→ **Задания**:
• a. Определите, согласуются ли с отрывком о титанизме утверждения (i) «для "лесного философа" каждое возбуждение чувств было опасностью», (ii) «призыв "Греши смело!" принадлежит Лютеру» и (iii) «воспоминания о гностических верованиях сохранились в летописи Запада». Для каждого ответьте «да» или «нет» и приведите решающие слова отрывка дословно.
• b. Продолжите отрывок о титанизме с того места, где он заканчивается.

→ **Выбранный отрывок**:
┄┄┄┄┄┄

Титанический аспект такого рода знания становится очевидным в тот момент, когда мы понимаем, что, поскольку все должно переживаться как явление Единой Святой Силы, не может быть такого фундаментального различия между добром и злом, святостью и пороком, Богом и дьяволом, как владыки и блюстители мандалы хотел бы заставить нас поверить. На самом деле (и это со временем стало одним из принципов так называемого «пути левой руки») иметь такое убеждение – значит оставаться запертым в раздробленном состоянии, характерном для тех, кто попал в великую ловушку Разума, Добродетели и Закона. Тантрические дисциплины просветления, в рамках которых Пять запретных вещей становятся Пятью благими вещами, ступенями лестницы просветления, а также изображениями эротических оргий, которыми изобилуют многие храмы индийского Средневековья, дают нам понять, что, когда все божественно, все утверждается. И делается с таким акцентом, который не менее ужасен для социально обоснованного, легкопотрясаемого анимистического сознания, чем безжалостное отрицание мира теми, кто ранее отвергал тело.
И вот снова у нас есть дисциплина отъединения; теперь, однако, она соблюдается не через отказ от знаков и символов, которые для других подразумевают вовлеченность, а просто через отказ от их отсылок. На протяжении всей своей жизни, на протяжении всего периода своего пребывания в сфере времени, человек должен продолжать постоянно освобождаться от тетивы лука. И в то время как для «лесного философа» каждое возбуждение чувств было опасностью, отвлечением ума от той точки сосредоточения, посредством которой должно было быть достигнуто неподвижное состояние, и первым упражнением всякой дисциплины должно было быть dama, «контроль», «обуздание внешних органов», теперь, напротив, тождество временного опыта и вечного претворения, сансары и нирваны, стало первым принципом как философии, так и практики. Будь то в приливах страсти или в пустыне скуки, медовая доктрина вселенского присутствия должна быть проверена на истинность, и ее истинность должна быть испытана на деле. «В океане брахмана, – читаем мы, – наполненном нектаром Абсолютного блаженства, чего следует избегать? Что принимать? Что есть такого, что не является мной, и что есть такого, что отличается по своему характеру?»88
На Западе эта разновидность титанизма, возможно, имела место в некоторых ранних гностических культах, которые, по-видимому, поражали обычных римлян настолько, что создали христианству очень дурную репутацию. «Расщепите палку, – гласит гностический афоризм, – и вот Иисус!» Но воспоминания о таких верованиях были начисто вычеркнуты из летописи Запада. Однако в эпоху Ренессанса подобные идеи пережили возрождение. Ощущение имманентного присутствия Бога во всем сущем, которое вдохновляло большую часть новой жизни, а также искусство, расцветшее в тот период, способствовало смелости в экспериментах, которые зачастую рушили границы не только астрономического и географического порядка, но и нравственного. «Греши смело!» – сказал Лютер. Fortiter pecca! И он был не единственным человеком своей эпохи, который осознал духовный смысл такого призыва.

┄┄┄┄┄┄

→ **Исходные материалы**:
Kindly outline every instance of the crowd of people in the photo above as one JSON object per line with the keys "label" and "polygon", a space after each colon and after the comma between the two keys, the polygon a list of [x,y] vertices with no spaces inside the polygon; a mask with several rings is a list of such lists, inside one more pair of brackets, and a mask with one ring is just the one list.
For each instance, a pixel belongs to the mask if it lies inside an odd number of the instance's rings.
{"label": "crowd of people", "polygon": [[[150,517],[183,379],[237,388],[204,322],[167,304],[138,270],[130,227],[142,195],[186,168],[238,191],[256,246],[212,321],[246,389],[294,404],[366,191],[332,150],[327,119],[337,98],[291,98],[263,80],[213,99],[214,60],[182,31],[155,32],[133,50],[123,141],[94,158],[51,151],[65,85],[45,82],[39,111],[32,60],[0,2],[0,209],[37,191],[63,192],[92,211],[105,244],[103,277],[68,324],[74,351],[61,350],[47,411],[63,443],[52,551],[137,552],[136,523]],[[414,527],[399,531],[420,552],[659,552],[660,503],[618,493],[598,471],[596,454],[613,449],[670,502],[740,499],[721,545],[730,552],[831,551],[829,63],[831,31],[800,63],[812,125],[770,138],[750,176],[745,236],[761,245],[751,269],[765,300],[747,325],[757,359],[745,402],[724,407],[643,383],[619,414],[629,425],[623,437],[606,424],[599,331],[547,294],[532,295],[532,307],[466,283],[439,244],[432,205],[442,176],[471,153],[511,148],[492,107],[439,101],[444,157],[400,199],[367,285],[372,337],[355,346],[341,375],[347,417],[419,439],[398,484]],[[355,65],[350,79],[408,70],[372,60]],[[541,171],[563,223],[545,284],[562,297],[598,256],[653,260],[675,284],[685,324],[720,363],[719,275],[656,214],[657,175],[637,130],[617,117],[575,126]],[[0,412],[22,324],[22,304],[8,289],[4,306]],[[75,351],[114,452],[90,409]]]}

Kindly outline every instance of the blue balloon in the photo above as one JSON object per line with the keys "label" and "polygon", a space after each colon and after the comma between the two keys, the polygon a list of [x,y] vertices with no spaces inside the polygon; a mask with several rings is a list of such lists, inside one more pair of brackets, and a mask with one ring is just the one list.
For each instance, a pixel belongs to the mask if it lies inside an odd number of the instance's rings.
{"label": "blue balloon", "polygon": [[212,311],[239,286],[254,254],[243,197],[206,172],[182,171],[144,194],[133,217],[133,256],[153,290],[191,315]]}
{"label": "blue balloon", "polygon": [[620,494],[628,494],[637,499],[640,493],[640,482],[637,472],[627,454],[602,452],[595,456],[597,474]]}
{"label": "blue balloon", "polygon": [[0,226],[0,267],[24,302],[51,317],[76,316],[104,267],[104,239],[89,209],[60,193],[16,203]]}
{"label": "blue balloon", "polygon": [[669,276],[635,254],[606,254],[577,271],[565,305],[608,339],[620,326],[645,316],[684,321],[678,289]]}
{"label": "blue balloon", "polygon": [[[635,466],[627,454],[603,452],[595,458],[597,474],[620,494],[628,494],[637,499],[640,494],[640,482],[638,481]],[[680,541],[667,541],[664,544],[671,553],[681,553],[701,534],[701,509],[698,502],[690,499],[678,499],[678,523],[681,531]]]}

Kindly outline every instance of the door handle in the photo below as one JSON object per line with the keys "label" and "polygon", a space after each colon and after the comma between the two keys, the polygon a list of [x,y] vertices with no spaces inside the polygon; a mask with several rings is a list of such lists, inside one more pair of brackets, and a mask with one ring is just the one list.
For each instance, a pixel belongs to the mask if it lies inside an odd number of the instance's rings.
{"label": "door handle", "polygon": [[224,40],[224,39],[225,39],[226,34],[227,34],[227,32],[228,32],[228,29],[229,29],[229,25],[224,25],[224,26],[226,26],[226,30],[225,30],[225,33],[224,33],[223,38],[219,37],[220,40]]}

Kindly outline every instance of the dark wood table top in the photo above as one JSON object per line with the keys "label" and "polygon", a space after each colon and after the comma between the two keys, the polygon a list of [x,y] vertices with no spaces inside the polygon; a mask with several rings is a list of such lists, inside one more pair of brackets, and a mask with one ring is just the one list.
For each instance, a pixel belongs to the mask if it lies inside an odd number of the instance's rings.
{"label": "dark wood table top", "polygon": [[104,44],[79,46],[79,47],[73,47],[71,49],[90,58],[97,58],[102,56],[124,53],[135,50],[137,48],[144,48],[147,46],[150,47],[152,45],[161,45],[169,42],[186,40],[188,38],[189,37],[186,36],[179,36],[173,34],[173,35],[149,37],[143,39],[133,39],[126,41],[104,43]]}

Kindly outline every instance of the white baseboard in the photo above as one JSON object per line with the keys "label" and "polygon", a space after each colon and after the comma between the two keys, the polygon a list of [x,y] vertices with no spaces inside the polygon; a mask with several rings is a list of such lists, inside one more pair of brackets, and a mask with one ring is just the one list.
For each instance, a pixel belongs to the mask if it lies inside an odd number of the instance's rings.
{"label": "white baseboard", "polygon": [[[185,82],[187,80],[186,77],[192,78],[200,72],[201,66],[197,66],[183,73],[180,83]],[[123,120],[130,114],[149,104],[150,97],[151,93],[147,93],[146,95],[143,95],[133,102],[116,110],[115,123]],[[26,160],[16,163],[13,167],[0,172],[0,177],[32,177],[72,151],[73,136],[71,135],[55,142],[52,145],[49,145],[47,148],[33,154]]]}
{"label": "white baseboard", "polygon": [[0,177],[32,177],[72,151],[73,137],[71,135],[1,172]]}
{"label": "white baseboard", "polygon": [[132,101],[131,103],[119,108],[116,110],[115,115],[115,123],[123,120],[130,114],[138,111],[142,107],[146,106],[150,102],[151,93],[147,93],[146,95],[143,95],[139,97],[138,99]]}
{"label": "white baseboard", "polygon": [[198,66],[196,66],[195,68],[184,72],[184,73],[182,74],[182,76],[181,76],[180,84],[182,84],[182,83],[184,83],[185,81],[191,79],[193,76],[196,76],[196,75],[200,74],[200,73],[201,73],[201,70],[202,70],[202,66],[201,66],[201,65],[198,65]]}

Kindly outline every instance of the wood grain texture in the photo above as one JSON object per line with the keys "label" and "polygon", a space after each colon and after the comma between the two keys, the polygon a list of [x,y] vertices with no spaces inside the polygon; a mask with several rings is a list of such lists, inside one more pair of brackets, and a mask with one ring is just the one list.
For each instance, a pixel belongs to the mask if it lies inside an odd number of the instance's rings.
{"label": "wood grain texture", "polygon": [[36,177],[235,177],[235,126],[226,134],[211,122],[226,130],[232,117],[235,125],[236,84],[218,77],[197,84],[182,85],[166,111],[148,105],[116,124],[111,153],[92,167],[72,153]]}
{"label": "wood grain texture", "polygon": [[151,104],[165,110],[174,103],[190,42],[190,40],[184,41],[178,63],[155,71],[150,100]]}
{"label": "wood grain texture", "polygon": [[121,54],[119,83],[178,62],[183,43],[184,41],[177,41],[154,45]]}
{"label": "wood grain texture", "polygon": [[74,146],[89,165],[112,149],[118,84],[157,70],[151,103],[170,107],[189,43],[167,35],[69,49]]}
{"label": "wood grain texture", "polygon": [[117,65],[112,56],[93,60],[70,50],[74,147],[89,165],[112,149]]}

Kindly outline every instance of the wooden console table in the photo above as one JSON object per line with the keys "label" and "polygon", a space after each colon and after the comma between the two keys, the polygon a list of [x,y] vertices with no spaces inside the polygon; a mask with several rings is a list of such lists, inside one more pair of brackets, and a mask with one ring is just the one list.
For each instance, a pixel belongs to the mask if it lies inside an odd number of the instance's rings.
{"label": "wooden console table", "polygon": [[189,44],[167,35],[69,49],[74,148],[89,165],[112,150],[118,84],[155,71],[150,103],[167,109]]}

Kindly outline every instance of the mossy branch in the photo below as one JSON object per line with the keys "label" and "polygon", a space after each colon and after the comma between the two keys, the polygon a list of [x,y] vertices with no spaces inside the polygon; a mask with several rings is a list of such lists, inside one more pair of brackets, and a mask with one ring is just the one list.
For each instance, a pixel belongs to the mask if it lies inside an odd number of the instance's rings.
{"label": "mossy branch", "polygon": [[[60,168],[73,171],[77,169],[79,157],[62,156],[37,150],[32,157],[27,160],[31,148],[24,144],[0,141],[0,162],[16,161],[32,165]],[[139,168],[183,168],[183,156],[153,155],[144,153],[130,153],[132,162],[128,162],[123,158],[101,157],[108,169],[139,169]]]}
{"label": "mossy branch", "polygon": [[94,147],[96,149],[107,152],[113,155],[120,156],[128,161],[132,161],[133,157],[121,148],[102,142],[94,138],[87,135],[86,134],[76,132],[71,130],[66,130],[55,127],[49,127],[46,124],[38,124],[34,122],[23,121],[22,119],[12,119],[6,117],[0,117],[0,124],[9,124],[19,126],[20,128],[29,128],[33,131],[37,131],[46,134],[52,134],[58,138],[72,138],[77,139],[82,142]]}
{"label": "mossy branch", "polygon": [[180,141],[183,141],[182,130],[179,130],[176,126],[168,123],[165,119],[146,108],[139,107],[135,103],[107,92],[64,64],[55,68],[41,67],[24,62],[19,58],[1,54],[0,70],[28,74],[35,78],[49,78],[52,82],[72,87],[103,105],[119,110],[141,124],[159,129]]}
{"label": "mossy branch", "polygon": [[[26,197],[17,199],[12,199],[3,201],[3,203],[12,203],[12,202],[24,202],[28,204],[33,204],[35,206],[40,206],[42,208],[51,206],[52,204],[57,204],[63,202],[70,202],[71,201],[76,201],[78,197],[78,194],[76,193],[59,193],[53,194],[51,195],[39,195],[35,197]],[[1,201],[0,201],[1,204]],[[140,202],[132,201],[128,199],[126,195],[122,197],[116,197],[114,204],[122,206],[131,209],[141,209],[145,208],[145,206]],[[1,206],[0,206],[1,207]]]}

┄┄┄┄┄┄

→ **Ответы по заданиям**:
• a.
(i) Да: «для „лесного философа“ каждое возбуждение чувств было опасностью».
(ii) Да: «„Греши смело!“ – сказал Лютер».
(iii) Нет: «воспоминания о таких верованиях были начисто вычеркнуты из летописи Запада».

• b.
Но мы все еще в ловушке, потому что мы к чему-то привязаны. Мы привязаны к идее просветления, освобождения, отъединения. Согласно этим учениям, полным стремления, смятения и экстаза, все равно могло бы показаться, что существует заметная разница между «тонкими провидцами с тонким интеллектом», которые «знают», и теми из нас, кто не столь мудр. Конечному значению принципа недвойственности, тождественности А и не-А, т. е. еще предстоит отдать должное в полной мере. Итак, мы подошли к четвертой и заключительной стадии развития принципа титана в рамках круга социальной мандалы.
То, что теперь следует понять, просто продвигает на один шаг вперед принцип, только что описанный как принцип третьей стадии. Ибо если бхога – это йога, если сансара – это нирвана, то иллюзия – это просветление, соединение – отъединение, а рабство – свобода. Ничего не нужно делать, не нужно прилагать никаких усилий; ибо в самом нашем рабстве мы свободны, и в самом нашем стремлении к освобождению мы еще больше привязываем себя к рабству, которое уже является свободой.